=== Exercise instructions ===
Starting at the line that has "Q: Pick out each instance of the brown" and running through the end of the records, write those lines out again with "brown rocky mountain" swapped for "rocky ridge" and nothing else altered.

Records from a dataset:
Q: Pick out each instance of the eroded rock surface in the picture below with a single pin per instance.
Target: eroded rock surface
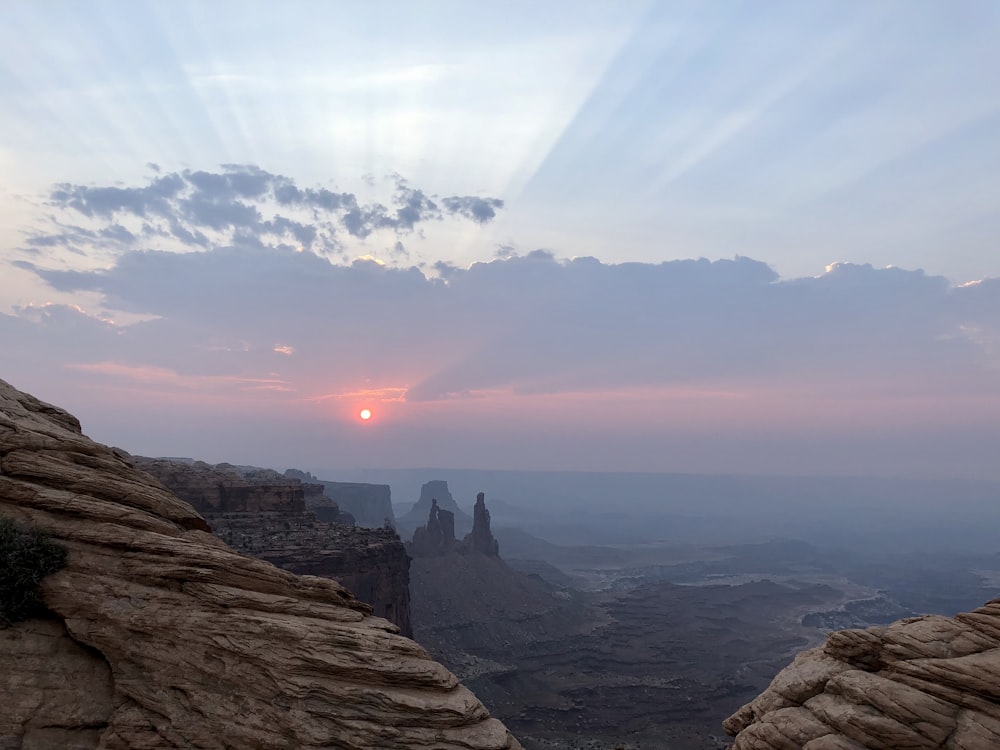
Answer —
(203, 647)
(272, 522)
(920, 683)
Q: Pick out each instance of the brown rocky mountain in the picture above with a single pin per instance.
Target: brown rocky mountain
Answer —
(921, 683)
(263, 513)
(434, 492)
(158, 635)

=== Task solution ===
Q: Pick out each instance of the rocky ridge in the picture above with a single pin per instance.
Target: rocky ridge
Answer —
(921, 683)
(263, 513)
(434, 492)
(158, 635)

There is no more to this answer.